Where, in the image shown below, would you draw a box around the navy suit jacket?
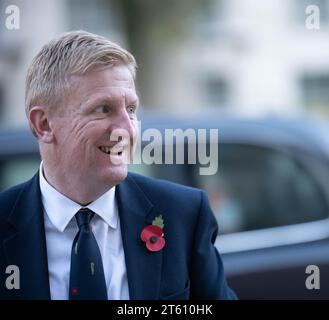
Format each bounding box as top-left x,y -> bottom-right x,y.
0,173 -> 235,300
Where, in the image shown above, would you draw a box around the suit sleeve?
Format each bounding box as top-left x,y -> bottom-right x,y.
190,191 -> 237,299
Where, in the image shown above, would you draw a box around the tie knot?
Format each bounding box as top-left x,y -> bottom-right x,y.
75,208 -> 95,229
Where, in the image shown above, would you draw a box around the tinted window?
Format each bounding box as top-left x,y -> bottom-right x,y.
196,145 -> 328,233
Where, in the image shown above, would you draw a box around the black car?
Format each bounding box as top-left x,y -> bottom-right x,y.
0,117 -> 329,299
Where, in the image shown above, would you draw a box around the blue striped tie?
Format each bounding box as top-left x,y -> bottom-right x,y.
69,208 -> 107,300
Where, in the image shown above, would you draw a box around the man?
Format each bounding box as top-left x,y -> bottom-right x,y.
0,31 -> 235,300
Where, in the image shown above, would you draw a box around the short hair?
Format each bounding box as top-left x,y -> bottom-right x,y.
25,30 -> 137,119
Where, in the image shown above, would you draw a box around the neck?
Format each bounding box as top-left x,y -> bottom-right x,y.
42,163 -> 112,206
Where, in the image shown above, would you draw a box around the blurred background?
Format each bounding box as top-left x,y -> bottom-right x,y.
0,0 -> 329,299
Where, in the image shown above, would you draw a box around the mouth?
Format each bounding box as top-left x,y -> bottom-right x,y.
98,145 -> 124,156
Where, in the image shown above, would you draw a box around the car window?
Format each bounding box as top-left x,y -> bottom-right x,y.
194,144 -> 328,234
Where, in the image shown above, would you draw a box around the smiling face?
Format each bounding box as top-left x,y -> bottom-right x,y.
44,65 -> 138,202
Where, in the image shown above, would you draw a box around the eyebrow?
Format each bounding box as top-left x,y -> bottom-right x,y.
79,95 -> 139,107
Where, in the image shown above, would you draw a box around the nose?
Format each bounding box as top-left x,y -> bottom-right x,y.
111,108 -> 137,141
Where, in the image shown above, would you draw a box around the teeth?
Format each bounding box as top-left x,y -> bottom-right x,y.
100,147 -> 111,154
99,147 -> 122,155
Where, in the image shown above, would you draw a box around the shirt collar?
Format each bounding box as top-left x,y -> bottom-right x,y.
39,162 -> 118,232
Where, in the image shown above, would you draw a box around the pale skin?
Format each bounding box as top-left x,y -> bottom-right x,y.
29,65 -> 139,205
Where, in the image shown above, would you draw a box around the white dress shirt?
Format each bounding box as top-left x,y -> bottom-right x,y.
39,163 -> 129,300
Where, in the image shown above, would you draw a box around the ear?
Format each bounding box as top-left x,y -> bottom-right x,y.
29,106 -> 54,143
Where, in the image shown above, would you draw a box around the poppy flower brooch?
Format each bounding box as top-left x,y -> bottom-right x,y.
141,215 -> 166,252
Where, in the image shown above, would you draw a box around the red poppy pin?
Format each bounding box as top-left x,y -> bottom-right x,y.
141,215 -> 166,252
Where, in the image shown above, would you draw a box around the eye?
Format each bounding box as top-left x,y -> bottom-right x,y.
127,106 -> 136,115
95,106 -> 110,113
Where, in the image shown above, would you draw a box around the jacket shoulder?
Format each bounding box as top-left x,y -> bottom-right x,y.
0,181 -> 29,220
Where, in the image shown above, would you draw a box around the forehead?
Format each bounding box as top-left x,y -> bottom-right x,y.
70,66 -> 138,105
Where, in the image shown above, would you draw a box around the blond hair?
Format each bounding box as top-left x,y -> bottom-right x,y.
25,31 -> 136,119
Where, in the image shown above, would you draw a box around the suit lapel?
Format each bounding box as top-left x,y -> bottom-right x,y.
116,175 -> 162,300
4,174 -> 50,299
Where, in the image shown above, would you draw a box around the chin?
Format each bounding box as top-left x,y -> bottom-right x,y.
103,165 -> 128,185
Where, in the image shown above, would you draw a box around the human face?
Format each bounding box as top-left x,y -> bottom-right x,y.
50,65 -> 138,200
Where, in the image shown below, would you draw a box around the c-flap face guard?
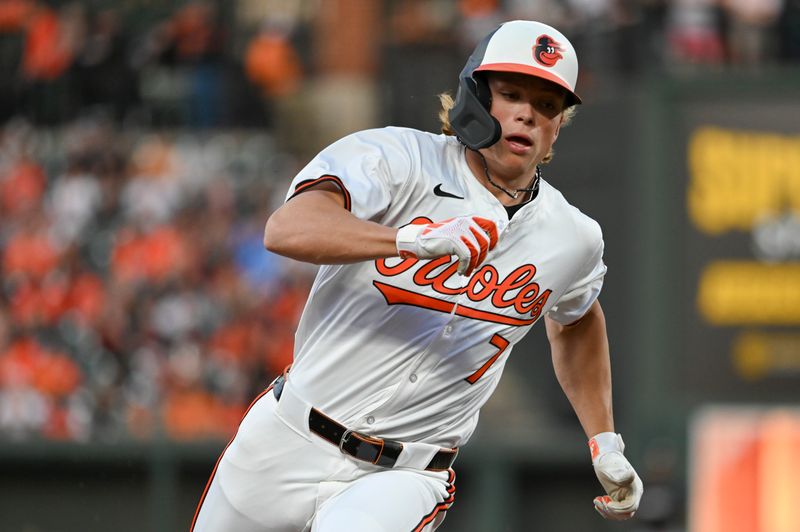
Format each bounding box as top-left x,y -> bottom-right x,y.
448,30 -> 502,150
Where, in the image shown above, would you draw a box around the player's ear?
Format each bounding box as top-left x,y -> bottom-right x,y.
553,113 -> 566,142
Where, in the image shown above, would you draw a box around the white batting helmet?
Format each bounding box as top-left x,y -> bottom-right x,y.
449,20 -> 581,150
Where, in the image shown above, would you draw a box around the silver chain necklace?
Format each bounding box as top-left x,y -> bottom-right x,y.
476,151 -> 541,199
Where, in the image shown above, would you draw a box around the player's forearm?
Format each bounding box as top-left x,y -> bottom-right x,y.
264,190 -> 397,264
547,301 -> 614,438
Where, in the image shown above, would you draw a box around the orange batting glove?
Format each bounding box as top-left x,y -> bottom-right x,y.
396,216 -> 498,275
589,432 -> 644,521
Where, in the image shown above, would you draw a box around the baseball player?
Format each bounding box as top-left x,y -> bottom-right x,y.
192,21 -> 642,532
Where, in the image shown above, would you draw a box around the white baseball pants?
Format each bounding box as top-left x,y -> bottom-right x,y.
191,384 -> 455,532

■ **PROBLEM REQUIREMENTS**
Swap "silver" for "gold" in the items above, starting at the line containing "white batting helmet?" and ending at the line containing "589,432 -> 644,521". Give back only those lines, with nothing else changed.

■ **RESULT FOR THIS EXERCISE**
Where, in the image shown above, would you draw a box around the white batting helmet?
Format each bounding box as top-left x,y -> bottom-right x,y.
449,20 -> 581,150
Where, in the image shown above, would you draw a box around the gold chain necklace?
Format each bounding box as top-left x,y -> bottom-right x,y.
476,151 -> 541,199
Where, in the image shown above, would you draw a box around the player's forearm?
Format each bounding box as top-left x,y -> bottom-right x,y.
264,190 -> 397,264
547,301 -> 614,438
Where, in the image shown above, would you draw a box around the orange batting glove?
Format each bounding box as top-left x,y -> bottom-right x,y.
396,216 -> 498,275
589,432 -> 644,521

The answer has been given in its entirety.